◆ Texte fourni:
····················
CHRONIQUE
LE GRAND ÉCART
Le sujet général de cette chronique a trait à la tendance du monde à pratiquer le grand écart entre le presque zéro et le quasi infini, écart qui échappe à toute logique.
UNE ANOMALIE MUSICALE
Prenons l'exemple très médiatisé de la découverte d'un manuscrit de Mozart, présenté comme un événement majeur. Un intéressant article lui est consacré par Christian Merlin qui à juste titre déplore la publicité faites autour de deux pages composées à 7 ou 8 ans. Cette partition a certes un intérêt pour un collectionneur d'autographes musicaux et un historiographe pointu, mais n'apporte aucune connaissance sur le compositeur, qui ne devait prendre sa personnalité qu'environ dix ans après. Mais paradoxalement le Figaro illustre une des pages par une grande image en couleur qui ne peut intéresser qu'un graphologue spécialisé dans les notations musicales.
····················
(Entrées de la collection)
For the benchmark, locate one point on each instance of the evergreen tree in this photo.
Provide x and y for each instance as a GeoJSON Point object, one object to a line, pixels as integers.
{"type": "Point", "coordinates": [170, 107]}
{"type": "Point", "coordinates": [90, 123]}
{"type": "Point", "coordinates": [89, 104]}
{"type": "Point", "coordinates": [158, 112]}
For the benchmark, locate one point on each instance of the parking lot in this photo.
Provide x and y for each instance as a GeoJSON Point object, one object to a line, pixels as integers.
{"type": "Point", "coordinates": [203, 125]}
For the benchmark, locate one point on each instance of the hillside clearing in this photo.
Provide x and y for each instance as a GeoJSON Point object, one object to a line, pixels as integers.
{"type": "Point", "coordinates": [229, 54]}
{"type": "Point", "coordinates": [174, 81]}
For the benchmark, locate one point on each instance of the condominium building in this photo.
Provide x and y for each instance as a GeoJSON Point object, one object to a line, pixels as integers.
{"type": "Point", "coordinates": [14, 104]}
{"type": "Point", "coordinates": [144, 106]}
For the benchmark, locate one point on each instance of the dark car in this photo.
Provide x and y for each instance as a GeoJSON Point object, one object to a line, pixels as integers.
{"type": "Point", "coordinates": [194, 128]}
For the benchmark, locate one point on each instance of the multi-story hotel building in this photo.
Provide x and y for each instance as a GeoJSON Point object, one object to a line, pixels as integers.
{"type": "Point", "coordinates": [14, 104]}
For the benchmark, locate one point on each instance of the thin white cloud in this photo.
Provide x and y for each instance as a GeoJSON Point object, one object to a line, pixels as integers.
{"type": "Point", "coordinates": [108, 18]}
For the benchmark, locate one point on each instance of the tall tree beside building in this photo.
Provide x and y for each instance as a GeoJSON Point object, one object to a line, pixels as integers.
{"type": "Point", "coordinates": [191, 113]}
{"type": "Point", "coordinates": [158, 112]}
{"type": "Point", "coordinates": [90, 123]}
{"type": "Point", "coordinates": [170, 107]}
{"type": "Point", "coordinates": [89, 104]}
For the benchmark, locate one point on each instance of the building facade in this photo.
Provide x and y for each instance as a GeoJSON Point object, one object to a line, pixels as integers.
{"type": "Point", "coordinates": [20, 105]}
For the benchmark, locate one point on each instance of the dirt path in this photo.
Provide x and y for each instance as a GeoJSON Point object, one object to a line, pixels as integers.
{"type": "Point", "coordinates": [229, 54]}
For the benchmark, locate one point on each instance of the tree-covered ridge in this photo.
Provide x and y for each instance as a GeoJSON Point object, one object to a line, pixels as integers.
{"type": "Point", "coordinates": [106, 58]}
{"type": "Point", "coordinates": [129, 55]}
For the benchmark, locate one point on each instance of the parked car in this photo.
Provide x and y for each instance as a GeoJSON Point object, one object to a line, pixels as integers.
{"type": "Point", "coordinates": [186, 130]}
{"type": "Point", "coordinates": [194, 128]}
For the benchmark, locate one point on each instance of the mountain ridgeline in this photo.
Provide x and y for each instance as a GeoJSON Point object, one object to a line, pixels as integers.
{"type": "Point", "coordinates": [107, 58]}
····················
◆ Consigne 1:
Recopiez fidèlement le passage de la chronique qui commence à « UNE ANOMALIE MUSICALE » et se termine à « les notations musicales. ».
◆ Consigne 2:
Transcrivez à l'identique les lignes des enregistrements, en commençant par celle qui contient « ridgeline in this photo. » et en terminant à la fin des enregistrements, ces deux limites comprises.

◆ Réponse attendue 1:
UNE ANOMALIE MUSICALE
Prenons l'exemple très médiatisé de la découverte d'un manuscrit de Mozart, présenté comme un événement majeur. Un intéressant article lui est consacré par Christian Merlin qui à juste titre déplore la publicité faites autour de deux pages composées à 7 ou 8 ans. Cette partition a certes un intérêt pour un collectionneur d'autographes musicaux et un historiographe pointu, mais n'apporte aucune connaissance sur le compositeur, qui ne devait prendre sa personnalité qu'environ dix ans après. Mais paradoxalement le Figaro illustre une des pages par une grande image en couleur qui ne peut intéresser qu'un graphologue spécialisé dans les notations musicales.

◆ Réponse attendue 2:
For the benchmark, locate one point on each instance of the mountain ridgeline in this photo.
Provide x and y for each instance as a GeoJSON Point object, one object to a line, pixels as integers.
{"type": "Point", "coordinates": [107, 58]}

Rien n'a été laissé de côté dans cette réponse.